▶ What this task involves
Whatever the records contain, reproduce all of them exactly.

Extracted data entries
■ ■ ■

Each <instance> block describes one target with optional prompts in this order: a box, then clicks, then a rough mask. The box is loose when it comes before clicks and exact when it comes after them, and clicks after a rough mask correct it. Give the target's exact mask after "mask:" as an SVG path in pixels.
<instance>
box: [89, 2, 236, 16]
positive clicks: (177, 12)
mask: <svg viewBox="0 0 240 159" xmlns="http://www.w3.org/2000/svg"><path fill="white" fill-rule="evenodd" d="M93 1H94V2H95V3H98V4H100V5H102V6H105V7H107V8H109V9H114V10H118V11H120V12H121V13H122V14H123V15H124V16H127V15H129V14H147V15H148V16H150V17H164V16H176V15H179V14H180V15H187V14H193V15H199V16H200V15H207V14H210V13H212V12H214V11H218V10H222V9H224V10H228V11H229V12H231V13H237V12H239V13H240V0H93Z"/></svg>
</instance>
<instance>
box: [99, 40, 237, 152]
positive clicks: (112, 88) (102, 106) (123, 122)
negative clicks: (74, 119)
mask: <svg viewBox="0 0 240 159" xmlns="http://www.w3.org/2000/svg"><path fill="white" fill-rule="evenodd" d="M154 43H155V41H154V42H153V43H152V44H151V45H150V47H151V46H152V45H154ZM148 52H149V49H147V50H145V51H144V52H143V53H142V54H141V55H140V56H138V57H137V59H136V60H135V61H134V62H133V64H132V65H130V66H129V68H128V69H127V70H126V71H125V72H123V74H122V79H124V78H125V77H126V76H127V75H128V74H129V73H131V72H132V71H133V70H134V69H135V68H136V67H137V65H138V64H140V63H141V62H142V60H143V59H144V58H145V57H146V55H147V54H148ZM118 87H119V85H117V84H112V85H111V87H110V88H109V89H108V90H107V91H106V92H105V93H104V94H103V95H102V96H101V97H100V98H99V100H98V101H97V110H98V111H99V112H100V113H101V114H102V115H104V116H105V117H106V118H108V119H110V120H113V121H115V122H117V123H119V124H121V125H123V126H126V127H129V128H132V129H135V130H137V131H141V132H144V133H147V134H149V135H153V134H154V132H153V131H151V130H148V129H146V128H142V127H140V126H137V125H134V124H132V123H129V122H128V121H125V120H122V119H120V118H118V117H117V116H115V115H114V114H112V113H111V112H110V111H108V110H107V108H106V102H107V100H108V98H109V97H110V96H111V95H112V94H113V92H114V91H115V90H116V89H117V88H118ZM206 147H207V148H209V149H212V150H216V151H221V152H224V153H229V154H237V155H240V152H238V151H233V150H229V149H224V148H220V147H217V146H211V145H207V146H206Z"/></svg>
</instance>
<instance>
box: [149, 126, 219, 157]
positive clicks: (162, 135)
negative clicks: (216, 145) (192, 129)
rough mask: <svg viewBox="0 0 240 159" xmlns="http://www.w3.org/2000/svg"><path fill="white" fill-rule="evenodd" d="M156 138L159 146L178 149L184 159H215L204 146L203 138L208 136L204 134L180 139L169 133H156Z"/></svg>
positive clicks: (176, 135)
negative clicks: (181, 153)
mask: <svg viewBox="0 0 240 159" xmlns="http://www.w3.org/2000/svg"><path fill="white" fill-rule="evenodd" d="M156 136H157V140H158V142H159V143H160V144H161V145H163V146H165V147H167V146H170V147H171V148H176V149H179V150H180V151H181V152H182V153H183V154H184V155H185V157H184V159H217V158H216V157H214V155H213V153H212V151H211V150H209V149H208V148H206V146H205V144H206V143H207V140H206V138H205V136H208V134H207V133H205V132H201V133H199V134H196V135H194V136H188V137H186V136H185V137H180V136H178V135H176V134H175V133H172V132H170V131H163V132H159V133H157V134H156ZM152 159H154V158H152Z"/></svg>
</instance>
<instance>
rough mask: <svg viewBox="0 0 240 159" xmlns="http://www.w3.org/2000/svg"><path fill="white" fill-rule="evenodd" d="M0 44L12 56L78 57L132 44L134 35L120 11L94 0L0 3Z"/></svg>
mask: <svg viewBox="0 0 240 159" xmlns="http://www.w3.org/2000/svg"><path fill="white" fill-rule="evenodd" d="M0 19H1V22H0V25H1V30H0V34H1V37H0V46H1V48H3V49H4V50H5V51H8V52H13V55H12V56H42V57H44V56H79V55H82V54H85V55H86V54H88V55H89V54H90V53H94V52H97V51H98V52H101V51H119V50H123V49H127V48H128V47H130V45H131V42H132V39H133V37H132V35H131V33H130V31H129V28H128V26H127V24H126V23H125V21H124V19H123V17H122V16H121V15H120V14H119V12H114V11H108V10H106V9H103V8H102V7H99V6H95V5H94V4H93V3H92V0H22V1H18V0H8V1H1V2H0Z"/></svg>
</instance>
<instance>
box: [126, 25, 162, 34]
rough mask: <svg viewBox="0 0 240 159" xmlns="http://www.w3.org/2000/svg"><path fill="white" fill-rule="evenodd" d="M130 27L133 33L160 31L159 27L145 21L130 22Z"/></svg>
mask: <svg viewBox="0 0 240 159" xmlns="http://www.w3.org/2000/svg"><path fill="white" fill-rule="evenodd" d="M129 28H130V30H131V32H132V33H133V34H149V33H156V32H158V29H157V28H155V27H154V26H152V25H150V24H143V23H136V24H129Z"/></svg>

■ ■ ■

▶ Task solution
Each <instance> block describes one target with optional prompts in this order: a box, then clicks, then a rough mask. The box is loose when it comes before clicks and exact when it comes after them, and clicks after a rough mask correct it. Give the target's exact mask after "mask:" as an SVG path in pixels.
<instance>
box: [89, 2, 236, 16]
positive clicks: (177, 12)
mask: <svg viewBox="0 0 240 159" xmlns="http://www.w3.org/2000/svg"><path fill="white" fill-rule="evenodd" d="M93 1H94V2H95V3H98V4H100V5H102V6H105V7H107V8H109V9H114V10H118V11H120V12H121V13H122V14H123V15H124V16H127V15H129V14H147V15H148V16H150V17H164V16H176V15H179V14H180V15H187V14H193V15H199V16H200V15H207V14H210V13H212V12H214V11H218V10H222V9H224V10H228V11H229V12H231V13H237V12H239V13H240V0H93Z"/></svg>
</instance>
<instance>
box: [99, 40, 237, 152]
positive clicks: (112, 88) (102, 106) (123, 122)
negative clicks: (74, 119)
mask: <svg viewBox="0 0 240 159" xmlns="http://www.w3.org/2000/svg"><path fill="white" fill-rule="evenodd" d="M154 43H155V41H154V42H153V43H152V44H151V45H150V47H151V46H152V45H154ZM148 52H149V49H147V50H145V51H144V52H143V53H142V54H141V55H140V56H138V57H137V59H136V60H135V61H134V62H133V64H132V65H130V66H129V68H128V69H127V70H126V71H125V72H123V74H122V79H124V78H125V77H126V76H127V75H128V74H129V73H131V72H132V71H133V70H134V69H135V68H136V67H137V65H138V64H140V63H141V62H142V60H143V59H144V58H145V57H146V55H147V54H148ZM118 87H119V85H117V84H112V85H111V87H110V88H109V89H108V90H107V91H106V92H105V93H104V94H103V95H102V96H101V97H100V98H99V100H98V101H97V110H98V111H99V112H100V113H101V114H102V115H104V116H105V117H106V118H108V119H110V120H113V121H115V122H117V123H119V124H121V125H123V126H126V127H129V128H132V129H135V130H137V131H141V132H144V133H147V134H149V135H153V134H154V132H153V131H151V130H148V129H146V128H142V127H140V126H137V125H134V124H132V123H129V122H128V121H125V120H122V119H120V118H118V117H117V116H115V115H114V114H112V113H111V112H110V111H108V110H107V108H106V102H107V100H108V98H109V97H110V96H111V95H112V94H113V92H114V91H115V90H116V89H117V88H118ZM206 147H207V148H209V149H212V150H216V151H221V152H224V153H229V154H237V155H240V152H238V151H233V150H229V149H224V148H220V147H217V146H211V145H207V146H206Z"/></svg>
</instance>
<instance>
box: [149, 126, 219, 157]
positive clicks: (162, 135)
negative clicks: (216, 145) (192, 129)
rough mask: <svg viewBox="0 0 240 159" xmlns="http://www.w3.org/2000/svg"><path fill="white" fill-rule="evenodd" d="M156 138L159 146L178 149L184 159H215L204 146L203 138L208 136L204 134L180 139L169 133H156Z"/></svg>
positive clicks: (176, 135)
negative clicks: (181, 153)
mask: <svg viewBox="0 0 240 159" xmlns="http://www.w3.org/2000/svg"><path fill="white" fill-rule="evenodd" d="M156 136H157V140H158V142H159V143H160V144H161V145H163V146H165V147H167V146H170V147H171V148H176V149H179V150H180V151H181V152H182V153H183V154H184V155H185V157H184V159H217V158H216V157H214V155H213V153H212V151H211V150H209V149H208V148H206V146H205V144H206V143H207V140H206V138H205V136H208V134H207V133H205V132H201V133H199V134H196V135H194V136H188V137H186V136H185V137H180V136H178V135H176V134H175V133H172V132H170V131H163V132H159V133H157V134H156ZM152 159H154V158H152Z"/></svg>
</instance>
<instance>
rough mask: <svg viewBox="0 0 240 159" xmlns="http://www.w3.org/2000/svg"><path fill="white" fill-rule="evenodd" d="M0 44L12 56L78 57L132 44L134 35L120 11L94 0L0 3Z"/></svg>
mask: <svg viewBox="0 0 240 159" xmlns="http://www.w3.org/2000/svg"><path fill="white" fill-rule="evenodd" d="M0 19H1V22H0V25H1V30H0V34H1V37H0V46H1V48H3V49H4V50H5V51H8V52H13V55H12V56H42V57H44V56H79V55H82V54H85V55H86V54H88V55H89V54H90V53H94V52H97V51H98V52H101V51H119V50H123V49H127V48H128V47H130V45H131V42H132V39H133V37H132V35H131V33H130V31H129V28H128V26H127V24H126V23H125V21H124V19H123V17H122V16H121V15H120V14H119V12H114V11H108V10H106V9H103V8H102V7H99V6H95V5H94V4H93V3H92V0H22V1H18V0H8V1H1V2H0Z"/></svg>
</instance>
<instance>
box: [126, 25, 162, 34]
rough mask: <svg viewBox="0 0 240 159" xmlns="http://www.w3.org/2000/svg"><path fill="white" fill-rule="evenodd" d="M130 27L133 33L160 31L159 27L145 21L130 22Z"/></svg>
mask: <svg viewBox="0 0 240 159" xmlns="http://www.w3.org/2000/svg"><path fill="white" fill-rule="evenodd" d="M129 28H130V30H131V32H132V33H133V34H149V33H156V32H158V29H157V28H155V27H154V26H152V25H150V24H143V23H136V24H129Z"/></svg>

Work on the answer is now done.